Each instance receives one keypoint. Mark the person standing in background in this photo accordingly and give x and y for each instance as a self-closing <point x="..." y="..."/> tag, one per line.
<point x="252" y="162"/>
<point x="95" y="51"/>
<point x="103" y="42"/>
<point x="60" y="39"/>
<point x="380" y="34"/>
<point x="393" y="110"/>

::::

**GIVEN EXERCISE**
Could you rewrite all of the data above, changing "person standing in background" to "figure in the background" and keeping everything else the same?

**EXERCISE OUTPUT**
Each instance receives one keypoint. Mark the figure in the background in this photo accordingly and give x and y for each instance as a self-closing <point x="..." y="..."/> tag, one per line.
<point x="252" y="162"/>
<point x="95" y="51"/>
<point x="103" y="42"/>
<point x="60" y="39"/>
<point x="380" y="34"/>
<point x="393" y="110"/>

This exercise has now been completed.